▶ Written exercise
Copy the part of the material that opens with the line containing "pick out the person" and runs through the end, swapping "asphalt surface" for "paved surface" and leaving everything else unchanged.

* start Dataset rows *

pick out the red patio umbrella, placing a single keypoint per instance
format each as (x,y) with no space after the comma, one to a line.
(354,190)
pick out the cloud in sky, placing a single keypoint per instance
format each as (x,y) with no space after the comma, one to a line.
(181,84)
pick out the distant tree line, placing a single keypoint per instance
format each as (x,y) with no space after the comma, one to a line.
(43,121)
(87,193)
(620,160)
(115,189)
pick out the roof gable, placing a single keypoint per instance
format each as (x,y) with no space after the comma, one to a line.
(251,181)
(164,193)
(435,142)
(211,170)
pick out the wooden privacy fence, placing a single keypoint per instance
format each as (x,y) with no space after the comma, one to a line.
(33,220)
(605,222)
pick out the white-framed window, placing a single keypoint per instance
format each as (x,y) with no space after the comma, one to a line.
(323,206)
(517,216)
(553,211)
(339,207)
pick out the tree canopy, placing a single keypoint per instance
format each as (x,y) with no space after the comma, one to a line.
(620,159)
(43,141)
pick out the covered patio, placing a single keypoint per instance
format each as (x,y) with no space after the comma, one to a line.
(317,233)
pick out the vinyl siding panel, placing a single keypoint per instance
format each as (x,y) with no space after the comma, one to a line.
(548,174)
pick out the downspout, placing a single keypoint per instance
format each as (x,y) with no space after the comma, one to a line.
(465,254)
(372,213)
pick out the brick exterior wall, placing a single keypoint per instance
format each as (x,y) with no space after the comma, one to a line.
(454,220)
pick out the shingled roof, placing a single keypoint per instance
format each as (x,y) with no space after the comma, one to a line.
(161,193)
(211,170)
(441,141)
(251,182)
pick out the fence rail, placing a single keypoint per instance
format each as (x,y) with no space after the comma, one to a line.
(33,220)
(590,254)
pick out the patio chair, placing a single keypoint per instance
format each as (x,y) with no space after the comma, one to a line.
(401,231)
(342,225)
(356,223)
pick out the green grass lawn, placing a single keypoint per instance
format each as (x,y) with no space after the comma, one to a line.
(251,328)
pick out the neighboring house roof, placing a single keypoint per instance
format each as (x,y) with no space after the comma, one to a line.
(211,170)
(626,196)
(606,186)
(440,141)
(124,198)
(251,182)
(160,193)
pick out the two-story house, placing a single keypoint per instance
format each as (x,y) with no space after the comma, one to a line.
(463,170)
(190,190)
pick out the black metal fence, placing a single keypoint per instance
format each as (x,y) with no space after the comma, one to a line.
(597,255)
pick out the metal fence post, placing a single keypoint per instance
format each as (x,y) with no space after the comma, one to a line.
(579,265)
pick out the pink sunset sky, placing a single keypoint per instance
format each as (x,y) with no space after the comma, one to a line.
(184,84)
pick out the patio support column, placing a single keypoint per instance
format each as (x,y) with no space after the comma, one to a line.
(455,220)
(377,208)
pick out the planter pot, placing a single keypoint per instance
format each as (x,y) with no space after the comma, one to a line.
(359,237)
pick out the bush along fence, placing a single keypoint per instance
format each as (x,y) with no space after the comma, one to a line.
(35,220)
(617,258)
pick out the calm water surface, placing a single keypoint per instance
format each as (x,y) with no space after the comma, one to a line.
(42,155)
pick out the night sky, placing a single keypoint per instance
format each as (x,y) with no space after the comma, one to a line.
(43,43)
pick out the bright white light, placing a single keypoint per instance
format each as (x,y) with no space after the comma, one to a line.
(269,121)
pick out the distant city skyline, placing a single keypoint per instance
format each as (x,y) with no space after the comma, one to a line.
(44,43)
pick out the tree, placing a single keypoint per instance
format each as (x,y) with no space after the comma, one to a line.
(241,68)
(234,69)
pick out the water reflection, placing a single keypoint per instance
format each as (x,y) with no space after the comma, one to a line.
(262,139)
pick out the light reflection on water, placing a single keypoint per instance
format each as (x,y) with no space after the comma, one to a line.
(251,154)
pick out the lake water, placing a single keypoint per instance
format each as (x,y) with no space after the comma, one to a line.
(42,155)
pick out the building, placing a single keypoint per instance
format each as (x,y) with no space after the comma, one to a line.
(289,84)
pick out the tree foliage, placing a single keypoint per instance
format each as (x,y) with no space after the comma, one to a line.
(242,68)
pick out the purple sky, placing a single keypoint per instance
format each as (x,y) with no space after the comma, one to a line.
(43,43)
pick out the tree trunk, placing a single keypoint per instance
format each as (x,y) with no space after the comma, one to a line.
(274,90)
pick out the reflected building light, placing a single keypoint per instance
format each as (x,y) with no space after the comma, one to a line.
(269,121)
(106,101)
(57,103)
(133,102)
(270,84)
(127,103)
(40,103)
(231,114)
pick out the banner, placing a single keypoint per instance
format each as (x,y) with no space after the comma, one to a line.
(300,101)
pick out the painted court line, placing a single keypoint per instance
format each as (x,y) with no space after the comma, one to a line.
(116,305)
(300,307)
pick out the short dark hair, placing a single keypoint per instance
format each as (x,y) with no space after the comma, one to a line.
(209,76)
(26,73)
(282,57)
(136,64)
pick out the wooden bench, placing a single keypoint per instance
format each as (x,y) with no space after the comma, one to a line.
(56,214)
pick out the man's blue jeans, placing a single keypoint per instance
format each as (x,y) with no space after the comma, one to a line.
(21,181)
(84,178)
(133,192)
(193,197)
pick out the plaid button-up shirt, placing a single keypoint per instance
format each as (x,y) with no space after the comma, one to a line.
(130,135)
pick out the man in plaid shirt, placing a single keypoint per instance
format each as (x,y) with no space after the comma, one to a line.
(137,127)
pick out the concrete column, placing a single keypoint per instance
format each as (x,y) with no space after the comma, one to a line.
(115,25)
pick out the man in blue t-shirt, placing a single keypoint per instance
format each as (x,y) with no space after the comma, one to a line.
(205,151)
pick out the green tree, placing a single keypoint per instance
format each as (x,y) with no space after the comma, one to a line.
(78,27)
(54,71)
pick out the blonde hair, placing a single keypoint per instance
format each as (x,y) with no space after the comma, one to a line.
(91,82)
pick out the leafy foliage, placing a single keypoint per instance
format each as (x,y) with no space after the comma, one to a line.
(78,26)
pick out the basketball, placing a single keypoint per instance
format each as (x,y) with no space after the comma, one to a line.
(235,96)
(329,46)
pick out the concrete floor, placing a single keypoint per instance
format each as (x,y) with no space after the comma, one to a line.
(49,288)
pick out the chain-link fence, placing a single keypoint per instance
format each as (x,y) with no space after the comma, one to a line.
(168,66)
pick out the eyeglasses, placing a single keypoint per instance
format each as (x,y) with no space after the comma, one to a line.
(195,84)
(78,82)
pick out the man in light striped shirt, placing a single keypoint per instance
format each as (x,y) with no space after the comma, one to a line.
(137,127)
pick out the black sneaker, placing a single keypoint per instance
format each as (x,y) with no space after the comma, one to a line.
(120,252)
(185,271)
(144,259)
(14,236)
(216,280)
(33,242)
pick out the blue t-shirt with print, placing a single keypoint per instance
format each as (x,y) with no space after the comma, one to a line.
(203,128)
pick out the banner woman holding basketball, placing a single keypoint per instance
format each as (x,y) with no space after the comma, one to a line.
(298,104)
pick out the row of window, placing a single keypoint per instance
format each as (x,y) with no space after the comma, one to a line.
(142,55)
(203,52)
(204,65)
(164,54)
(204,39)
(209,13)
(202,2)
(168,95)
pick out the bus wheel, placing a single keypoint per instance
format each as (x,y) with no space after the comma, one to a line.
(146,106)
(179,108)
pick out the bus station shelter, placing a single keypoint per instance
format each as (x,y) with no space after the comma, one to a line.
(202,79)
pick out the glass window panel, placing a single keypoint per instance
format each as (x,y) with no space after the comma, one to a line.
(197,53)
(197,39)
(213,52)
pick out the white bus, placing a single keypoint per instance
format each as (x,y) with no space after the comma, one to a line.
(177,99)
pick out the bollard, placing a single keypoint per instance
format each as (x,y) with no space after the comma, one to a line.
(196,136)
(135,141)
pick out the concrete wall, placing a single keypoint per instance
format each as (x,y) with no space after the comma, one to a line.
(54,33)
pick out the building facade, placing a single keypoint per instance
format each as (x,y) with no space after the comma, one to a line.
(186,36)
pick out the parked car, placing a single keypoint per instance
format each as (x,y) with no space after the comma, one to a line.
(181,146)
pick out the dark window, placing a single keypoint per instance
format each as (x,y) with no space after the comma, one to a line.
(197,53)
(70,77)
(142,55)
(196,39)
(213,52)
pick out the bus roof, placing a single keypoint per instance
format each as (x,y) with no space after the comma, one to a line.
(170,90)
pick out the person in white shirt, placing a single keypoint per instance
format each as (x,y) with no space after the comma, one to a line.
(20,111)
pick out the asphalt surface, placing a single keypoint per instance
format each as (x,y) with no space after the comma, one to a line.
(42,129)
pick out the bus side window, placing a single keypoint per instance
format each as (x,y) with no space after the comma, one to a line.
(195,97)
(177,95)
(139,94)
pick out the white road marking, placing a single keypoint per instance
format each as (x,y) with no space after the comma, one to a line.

* end Dataset rows *

▶ Exercise output
pick out the person in white shirt, placing a single keypoint per instance
format each as (x,y) with no space after the comma, one to a line.
(20,111)
pick out the paved surface, placing a single keypoint per instance
format each as (x,y) with no space after the comma, one to a line.
(42,129)
pick out the bus side window, placing a single keypoint per instance
format each as (x,y) with no space after the comma, one to a line.
(195,97)
(177,95)
(139,94)
pick out the white road marking, placing a single keypoint per instance
format each as (x,y) with no space after the comma, one to a line.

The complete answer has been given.